### Problem to work on
From the line with "black glove in" through the final line, please write out the listing exactly, including both of those lines.
________
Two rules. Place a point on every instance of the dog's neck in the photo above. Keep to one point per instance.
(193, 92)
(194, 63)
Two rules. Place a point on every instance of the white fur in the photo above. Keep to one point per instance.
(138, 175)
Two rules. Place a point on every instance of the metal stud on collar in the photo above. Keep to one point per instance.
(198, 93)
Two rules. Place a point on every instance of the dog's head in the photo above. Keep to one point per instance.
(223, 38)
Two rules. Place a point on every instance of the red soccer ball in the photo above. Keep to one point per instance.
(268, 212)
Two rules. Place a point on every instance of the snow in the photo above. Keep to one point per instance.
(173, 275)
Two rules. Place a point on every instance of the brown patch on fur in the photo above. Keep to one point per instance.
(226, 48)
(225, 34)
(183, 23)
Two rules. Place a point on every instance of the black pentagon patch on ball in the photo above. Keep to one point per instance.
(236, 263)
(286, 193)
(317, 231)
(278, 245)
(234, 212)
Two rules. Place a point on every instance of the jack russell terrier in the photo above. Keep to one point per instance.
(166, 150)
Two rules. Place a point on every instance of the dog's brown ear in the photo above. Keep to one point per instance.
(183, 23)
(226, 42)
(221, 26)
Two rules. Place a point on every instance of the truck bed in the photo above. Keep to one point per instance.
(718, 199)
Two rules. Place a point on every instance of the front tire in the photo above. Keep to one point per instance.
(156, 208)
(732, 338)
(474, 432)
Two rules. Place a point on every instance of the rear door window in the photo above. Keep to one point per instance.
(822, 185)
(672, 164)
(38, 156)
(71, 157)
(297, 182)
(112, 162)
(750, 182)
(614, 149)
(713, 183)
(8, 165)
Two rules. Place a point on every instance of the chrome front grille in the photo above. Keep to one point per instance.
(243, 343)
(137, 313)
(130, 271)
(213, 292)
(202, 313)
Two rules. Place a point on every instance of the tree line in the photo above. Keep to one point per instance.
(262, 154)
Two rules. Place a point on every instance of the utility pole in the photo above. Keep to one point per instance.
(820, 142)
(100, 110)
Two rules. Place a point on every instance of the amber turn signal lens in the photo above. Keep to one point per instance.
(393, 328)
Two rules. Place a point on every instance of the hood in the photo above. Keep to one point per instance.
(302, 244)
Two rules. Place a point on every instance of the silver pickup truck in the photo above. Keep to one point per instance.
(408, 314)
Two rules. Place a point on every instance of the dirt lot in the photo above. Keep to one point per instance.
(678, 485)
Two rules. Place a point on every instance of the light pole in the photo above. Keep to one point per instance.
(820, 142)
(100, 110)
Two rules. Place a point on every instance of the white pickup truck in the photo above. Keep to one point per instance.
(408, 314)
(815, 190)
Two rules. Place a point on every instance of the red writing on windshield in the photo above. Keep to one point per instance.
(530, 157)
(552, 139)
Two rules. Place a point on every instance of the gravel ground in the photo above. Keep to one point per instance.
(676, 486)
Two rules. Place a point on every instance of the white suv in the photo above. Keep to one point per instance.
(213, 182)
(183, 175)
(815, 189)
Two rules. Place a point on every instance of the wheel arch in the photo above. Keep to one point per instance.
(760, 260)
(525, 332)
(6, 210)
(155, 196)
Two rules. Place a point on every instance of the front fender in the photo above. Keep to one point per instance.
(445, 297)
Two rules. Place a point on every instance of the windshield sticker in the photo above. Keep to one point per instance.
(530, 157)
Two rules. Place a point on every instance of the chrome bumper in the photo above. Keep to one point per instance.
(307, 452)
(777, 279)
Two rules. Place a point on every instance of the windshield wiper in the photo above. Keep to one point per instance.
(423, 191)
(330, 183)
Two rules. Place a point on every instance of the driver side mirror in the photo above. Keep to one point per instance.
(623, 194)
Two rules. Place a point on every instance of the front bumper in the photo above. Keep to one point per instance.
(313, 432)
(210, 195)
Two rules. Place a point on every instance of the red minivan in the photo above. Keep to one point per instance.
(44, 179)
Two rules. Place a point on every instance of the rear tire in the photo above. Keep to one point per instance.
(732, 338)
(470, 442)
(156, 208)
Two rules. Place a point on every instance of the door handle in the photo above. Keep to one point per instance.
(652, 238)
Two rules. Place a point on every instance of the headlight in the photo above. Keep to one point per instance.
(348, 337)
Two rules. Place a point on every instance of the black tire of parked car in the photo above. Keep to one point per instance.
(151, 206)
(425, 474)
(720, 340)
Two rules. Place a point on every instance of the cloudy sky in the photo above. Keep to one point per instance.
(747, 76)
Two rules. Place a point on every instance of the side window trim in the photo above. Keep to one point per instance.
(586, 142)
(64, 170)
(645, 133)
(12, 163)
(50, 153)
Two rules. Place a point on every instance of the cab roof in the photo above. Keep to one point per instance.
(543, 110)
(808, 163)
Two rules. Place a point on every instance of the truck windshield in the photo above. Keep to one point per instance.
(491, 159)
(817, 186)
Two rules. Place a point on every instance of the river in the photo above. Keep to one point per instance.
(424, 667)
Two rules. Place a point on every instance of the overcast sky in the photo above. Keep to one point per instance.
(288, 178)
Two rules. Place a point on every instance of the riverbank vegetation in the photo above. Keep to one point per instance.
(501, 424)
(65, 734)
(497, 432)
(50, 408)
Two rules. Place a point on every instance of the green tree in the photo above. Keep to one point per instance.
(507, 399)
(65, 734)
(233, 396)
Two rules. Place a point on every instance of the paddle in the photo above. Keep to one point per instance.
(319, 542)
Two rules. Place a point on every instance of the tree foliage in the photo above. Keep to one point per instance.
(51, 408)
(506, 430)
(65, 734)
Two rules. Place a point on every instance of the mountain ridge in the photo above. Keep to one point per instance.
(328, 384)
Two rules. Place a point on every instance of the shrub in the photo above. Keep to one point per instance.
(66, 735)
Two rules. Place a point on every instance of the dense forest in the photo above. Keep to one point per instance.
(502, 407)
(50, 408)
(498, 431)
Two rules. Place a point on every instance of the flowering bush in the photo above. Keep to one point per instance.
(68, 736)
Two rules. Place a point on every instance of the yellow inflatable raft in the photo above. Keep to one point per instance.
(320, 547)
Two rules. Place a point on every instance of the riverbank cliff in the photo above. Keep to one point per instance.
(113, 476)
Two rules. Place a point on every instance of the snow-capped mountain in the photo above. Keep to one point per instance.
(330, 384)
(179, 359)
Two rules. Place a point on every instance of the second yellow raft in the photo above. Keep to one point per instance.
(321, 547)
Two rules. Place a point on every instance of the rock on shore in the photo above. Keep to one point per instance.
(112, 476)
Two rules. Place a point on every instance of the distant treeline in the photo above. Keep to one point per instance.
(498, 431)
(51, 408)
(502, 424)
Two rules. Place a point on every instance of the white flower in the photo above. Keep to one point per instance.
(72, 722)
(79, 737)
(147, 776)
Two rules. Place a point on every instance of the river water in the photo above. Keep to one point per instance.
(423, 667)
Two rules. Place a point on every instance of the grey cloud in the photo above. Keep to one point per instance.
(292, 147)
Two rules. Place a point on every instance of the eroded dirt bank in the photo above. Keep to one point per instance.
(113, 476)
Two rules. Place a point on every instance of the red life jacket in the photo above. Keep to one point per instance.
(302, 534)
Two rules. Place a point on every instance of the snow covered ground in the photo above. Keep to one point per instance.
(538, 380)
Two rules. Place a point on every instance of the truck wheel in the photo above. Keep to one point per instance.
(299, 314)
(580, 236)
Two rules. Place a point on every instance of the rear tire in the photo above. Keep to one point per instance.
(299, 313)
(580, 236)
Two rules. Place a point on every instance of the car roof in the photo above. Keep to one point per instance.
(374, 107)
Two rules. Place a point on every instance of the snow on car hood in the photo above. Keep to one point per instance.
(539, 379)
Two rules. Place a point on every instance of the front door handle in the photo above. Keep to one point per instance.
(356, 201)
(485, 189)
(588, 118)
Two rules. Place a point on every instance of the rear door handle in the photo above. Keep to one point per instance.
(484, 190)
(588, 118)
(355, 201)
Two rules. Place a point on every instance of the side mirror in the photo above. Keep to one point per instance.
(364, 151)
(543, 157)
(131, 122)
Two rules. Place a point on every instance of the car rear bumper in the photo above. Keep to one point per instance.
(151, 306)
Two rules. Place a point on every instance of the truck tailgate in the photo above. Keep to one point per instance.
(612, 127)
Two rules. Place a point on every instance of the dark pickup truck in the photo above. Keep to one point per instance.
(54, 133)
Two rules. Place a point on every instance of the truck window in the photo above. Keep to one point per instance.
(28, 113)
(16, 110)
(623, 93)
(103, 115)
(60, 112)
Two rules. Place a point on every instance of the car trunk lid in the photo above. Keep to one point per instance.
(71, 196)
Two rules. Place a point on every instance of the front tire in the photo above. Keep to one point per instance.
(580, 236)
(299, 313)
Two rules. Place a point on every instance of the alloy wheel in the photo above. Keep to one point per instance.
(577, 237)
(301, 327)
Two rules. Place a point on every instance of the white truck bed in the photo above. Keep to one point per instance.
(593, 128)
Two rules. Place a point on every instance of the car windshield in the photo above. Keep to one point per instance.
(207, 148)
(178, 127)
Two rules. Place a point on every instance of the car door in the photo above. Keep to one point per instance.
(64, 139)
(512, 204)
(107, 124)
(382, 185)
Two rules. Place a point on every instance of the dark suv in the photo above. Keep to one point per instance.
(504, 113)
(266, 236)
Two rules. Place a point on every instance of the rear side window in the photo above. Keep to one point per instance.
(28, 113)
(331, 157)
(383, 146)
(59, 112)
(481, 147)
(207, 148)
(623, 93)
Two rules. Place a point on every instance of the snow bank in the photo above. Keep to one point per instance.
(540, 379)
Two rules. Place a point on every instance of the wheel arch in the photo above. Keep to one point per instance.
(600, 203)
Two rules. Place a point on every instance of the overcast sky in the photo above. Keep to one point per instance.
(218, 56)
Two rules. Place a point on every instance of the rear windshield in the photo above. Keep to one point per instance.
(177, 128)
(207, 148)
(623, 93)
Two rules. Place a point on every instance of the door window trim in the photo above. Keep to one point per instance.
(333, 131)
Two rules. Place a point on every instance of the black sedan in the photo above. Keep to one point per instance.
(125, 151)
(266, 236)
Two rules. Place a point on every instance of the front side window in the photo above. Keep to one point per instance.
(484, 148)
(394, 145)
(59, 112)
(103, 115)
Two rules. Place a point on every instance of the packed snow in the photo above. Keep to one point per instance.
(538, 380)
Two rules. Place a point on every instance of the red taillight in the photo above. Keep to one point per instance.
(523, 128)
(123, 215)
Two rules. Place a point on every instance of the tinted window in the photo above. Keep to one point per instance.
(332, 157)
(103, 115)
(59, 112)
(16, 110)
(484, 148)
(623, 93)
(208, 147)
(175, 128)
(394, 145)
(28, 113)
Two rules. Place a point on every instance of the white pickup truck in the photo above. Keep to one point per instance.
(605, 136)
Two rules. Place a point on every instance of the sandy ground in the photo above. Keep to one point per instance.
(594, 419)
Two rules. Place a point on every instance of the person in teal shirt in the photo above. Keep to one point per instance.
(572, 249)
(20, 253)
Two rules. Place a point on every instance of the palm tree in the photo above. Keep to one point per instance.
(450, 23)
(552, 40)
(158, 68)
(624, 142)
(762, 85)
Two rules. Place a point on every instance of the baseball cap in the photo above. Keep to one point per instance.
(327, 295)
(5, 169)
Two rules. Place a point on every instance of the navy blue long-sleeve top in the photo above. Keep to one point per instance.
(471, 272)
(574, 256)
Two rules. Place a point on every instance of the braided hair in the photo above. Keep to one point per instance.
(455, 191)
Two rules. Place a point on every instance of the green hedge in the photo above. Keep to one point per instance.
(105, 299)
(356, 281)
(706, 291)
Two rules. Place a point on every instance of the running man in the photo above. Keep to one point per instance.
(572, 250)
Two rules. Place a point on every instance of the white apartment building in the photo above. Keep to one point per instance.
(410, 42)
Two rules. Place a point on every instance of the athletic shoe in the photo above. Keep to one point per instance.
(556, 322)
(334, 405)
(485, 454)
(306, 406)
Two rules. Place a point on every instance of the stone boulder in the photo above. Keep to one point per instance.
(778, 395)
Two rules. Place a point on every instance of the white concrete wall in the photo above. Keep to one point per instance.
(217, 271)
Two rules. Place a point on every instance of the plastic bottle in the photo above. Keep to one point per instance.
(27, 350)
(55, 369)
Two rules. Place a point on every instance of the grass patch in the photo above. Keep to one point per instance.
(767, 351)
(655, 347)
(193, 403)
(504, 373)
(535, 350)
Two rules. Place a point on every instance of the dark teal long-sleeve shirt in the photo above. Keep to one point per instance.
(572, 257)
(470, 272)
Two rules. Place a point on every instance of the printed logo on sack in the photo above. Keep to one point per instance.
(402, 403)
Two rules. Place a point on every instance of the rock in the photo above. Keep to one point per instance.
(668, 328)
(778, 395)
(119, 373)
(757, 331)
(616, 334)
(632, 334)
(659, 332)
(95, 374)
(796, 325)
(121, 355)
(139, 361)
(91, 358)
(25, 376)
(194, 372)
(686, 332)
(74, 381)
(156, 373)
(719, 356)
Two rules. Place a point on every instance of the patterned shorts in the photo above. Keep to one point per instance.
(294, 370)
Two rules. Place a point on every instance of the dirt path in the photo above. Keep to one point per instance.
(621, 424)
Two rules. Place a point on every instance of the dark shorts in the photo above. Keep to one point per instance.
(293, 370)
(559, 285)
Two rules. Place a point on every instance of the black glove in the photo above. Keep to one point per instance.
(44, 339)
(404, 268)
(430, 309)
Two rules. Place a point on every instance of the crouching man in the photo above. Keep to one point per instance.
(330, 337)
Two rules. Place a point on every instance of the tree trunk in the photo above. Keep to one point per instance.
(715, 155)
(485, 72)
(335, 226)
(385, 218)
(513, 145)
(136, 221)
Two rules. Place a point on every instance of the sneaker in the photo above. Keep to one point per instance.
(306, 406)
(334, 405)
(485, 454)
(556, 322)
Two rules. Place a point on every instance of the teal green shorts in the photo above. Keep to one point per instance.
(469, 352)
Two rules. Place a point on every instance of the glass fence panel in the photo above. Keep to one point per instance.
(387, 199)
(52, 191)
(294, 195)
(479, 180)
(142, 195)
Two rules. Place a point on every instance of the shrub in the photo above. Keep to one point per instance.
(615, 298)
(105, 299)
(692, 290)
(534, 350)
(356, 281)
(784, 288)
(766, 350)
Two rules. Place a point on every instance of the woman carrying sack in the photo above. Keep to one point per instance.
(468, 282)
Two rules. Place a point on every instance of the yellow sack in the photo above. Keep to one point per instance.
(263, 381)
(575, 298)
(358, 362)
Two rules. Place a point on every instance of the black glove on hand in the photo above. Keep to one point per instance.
________
### Full response
Two rules. Place a point on every instance of the black glove in the photo above. Keep to one point per instance.
(44, 339)
(404, 268)
(430, 309)
Two rules. Place a point on every instance of the crouching man in the photo above. Keep to one point per instance.
(330, 337)
Two rules. Place a point on every instance of the tree trunk in the photo above. Keep to one point per instance.
(715, 155)
(485, 72)
(335, 226)
(385, 218)
(513, 145)
(136, 221)
Two rules. Place a point on every instance of the sneaker in the photo above. Keep to one point per instance.
(306, 406)
(334, 405)
(485, 454)
(556, 322)
Two rules. Place a point on every instance of the teal green shorts in the photo above. Keep to one point per instance.
(469, 352)
Two rules. Place a point on every instance of the glass fence panel in the photo above. Keep to one point per instance.
(387, 199)
(52, 191)
(294, 195)
(479, 180)
(142, 195)
Two rules. Place a point on every instance of the shrub in the photo above. Keep to one point per instance.
(615, 298)
(105, 299)
(692, 290)
(534, 350)
(356, 281)
(784, 288)
(766, 350)
Two rules. Place a point on every instance of the woman carrying sack in the photo above. Keep to one point per instance.
(468, 282)
Two rules. Place a point on every instance of the yellow sack in the photo above. Keep to one point per instance.
(263, 381)
(575, 298)
(358, 362)
Two rules. Place a point on every instance of the black glove on hand in the photo above. Keep to one point per instance.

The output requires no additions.